- Directions -
From the items below, give as a JSON array of strings the lines starting with the one containing "Exercise. Mark every instance of the elephant tusk" and running through the one containing "[(226, 134), (99, 62)]", both included. Use one string per line and omit blank lines.

┄┄┄┄┄┄┄┄┄┄

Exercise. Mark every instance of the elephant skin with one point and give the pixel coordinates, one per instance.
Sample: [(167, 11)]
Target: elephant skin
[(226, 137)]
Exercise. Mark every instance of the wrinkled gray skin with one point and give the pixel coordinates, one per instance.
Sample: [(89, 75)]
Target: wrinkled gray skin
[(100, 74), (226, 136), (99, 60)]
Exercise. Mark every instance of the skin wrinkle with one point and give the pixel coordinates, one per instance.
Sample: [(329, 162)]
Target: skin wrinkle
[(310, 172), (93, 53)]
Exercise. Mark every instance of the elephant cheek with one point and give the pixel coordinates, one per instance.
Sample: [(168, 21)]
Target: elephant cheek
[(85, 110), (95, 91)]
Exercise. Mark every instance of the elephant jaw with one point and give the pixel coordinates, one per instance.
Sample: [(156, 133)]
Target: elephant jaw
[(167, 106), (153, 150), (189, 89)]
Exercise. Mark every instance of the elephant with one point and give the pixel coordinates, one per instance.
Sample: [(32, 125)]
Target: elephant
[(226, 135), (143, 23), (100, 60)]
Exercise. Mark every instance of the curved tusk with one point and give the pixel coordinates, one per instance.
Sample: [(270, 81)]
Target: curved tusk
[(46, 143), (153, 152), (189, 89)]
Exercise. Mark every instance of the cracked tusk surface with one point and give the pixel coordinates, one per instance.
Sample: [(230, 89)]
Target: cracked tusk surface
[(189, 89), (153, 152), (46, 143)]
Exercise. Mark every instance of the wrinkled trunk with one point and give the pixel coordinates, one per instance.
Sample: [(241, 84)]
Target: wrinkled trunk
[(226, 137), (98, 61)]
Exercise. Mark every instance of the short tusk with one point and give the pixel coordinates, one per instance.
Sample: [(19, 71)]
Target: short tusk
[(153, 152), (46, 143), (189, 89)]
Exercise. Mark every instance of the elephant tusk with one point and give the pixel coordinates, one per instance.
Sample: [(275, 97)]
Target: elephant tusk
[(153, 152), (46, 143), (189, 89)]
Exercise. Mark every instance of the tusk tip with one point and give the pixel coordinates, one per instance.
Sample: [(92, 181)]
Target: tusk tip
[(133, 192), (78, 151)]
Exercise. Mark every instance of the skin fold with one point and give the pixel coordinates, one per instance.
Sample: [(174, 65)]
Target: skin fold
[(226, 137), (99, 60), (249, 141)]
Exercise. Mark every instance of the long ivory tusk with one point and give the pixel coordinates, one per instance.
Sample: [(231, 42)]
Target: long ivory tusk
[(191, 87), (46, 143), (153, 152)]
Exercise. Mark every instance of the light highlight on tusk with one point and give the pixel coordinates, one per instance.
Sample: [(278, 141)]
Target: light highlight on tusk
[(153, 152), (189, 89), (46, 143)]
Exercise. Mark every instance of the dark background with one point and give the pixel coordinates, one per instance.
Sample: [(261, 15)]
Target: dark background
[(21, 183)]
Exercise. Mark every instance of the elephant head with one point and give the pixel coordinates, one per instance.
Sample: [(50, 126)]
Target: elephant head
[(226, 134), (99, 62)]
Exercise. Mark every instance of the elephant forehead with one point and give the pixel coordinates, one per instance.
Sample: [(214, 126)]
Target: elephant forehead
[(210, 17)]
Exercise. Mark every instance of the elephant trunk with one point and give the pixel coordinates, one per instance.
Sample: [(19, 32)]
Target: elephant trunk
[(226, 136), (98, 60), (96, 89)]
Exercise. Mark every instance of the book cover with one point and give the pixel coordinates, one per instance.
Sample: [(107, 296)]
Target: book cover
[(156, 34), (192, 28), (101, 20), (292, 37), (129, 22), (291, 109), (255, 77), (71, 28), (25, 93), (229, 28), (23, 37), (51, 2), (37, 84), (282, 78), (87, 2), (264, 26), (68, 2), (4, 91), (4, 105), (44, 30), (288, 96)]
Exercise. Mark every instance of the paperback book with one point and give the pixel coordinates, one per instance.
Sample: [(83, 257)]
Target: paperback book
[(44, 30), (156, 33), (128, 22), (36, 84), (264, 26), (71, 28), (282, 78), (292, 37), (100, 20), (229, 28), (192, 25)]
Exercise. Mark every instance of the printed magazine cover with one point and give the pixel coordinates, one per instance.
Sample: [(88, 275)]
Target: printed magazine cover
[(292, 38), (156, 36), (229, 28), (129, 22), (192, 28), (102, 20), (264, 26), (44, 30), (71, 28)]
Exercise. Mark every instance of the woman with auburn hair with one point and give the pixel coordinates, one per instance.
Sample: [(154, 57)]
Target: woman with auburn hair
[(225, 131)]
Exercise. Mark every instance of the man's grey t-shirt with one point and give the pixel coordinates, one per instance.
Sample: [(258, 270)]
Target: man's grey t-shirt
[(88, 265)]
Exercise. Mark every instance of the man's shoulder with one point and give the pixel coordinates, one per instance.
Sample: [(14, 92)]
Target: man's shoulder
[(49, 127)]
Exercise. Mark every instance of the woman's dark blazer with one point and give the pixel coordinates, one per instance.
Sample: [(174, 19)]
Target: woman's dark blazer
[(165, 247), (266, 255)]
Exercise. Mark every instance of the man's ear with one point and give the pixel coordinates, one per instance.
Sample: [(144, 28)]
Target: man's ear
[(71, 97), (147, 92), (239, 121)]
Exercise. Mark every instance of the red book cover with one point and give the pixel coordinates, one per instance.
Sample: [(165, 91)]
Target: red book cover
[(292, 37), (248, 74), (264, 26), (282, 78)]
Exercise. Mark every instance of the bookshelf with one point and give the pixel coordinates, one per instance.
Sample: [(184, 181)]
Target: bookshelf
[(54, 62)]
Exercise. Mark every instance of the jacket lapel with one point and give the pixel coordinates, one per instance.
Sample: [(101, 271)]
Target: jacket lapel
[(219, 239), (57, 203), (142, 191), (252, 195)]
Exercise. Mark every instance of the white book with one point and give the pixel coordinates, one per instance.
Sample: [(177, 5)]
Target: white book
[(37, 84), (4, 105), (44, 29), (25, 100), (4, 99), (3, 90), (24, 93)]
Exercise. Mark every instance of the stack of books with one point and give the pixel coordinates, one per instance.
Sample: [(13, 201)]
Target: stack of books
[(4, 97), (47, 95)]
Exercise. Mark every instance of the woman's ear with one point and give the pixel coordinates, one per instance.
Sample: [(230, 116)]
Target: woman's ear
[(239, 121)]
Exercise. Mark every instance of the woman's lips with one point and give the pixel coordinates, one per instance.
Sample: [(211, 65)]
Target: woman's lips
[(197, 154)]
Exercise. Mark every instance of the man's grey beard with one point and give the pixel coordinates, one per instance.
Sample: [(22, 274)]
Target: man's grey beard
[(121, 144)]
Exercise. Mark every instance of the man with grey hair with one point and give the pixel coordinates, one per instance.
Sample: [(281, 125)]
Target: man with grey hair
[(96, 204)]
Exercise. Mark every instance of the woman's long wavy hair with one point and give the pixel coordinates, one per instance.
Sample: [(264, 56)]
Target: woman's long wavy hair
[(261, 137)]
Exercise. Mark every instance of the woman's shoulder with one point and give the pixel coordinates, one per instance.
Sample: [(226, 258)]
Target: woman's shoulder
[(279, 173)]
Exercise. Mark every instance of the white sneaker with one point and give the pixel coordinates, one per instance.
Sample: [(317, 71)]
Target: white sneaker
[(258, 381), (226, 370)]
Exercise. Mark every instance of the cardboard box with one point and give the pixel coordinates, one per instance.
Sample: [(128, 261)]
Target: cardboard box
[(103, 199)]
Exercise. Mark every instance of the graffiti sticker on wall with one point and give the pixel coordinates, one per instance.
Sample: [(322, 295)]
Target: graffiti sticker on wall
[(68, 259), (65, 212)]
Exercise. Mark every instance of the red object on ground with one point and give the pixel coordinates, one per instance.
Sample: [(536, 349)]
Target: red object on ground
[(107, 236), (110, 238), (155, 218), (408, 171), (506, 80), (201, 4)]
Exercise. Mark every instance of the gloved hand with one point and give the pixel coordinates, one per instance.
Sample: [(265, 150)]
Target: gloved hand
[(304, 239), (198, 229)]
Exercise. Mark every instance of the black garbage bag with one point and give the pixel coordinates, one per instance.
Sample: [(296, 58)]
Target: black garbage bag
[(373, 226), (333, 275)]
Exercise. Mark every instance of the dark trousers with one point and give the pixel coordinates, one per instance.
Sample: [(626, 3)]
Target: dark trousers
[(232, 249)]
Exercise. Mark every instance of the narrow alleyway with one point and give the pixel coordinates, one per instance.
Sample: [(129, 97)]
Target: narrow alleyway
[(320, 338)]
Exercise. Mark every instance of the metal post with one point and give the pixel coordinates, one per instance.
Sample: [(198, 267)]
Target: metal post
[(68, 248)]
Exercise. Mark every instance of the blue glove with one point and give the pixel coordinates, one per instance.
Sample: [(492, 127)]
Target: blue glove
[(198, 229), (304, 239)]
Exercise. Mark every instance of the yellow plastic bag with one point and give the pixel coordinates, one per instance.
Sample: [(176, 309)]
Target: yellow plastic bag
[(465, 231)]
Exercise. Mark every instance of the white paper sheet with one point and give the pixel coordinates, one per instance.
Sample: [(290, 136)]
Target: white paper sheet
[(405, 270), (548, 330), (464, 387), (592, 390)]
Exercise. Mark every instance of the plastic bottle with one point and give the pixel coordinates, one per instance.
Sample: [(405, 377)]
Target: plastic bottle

┄┄┄┄┄┄┄┄┄┄

- The reply -
[
  "Exercise. Mark every instance of the elephant tusk with one point and give the pixel coordinates, one per instance.",
  "Sample: [(275, 97)]",
  "Target: elephant tusk",
  "[(153, 152), (46, 143), (189, 89)]",
  "Exercise. Mark every instance of the tusk tip with one point and give the pixel coordinates, one per instance.",
  "Sample: [(92, 181)]",
  "Target: tusk tip",
  "[(133, 192), (78, 151)]",
  "Exercise. Mark every instance of the skin fold with one point and give the pixel coordinates, one per instance.",
  "Sample: [(174, 65)]",
  "Target: skin fold",
  "[(226, 137), (99, 60), (249, 141)]",
  "Exercise. Mark every instance of the long ivory tusk with one point and give the pixel coordinates, one per instance.",
  "Sample: [(231, 42)]",
  "Target: long ivory tusk",
  "[(191, 87), (46, 143), (153, 152)]",
  "Exercise. Mark every instance of the light highlight on tusk with one point and give the pixel coordinates, one per instance.",
  "Sample: [(278, 141)]",
  "Target: light highlight on tusk",
  "[(153, 152), (189, 89), (46, 143)]",
  "Exercise. Mark every instance of the dark background with one point and give the pixel coordinates, one per instance.",
  "Sample: [(261, 15)]",
  "Target: dark background",
  "[(21, 183)]",
  "Exercise. Mark every instance of the elephant head with one point and give the pixel coordinates, one per instance.",
  "Sample: [(50, 126)]",
  "Target: elephant head",
  "[(226, 134), (99, 62)]"
]